▶ **Task requirements**
Pick out each line in the entries below that contains the string "photo".

▶ **Source material**
..........

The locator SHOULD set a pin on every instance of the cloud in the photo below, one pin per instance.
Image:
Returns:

..........

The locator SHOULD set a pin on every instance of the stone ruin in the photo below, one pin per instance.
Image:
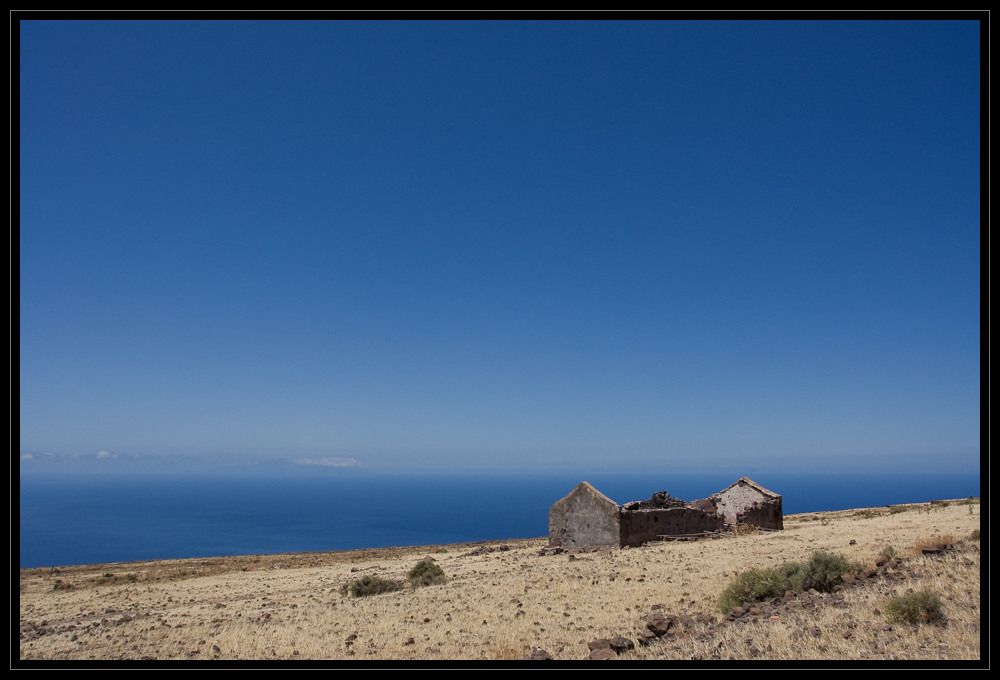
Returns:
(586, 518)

..........

▶ **Solution to this problem**
The locator SHOULD set a pin on every instance of the cloud in the photo below, one pin per instance.
The locator SHOULD set a pin on every instance of the stone ruin in the photo below, one pin per instance.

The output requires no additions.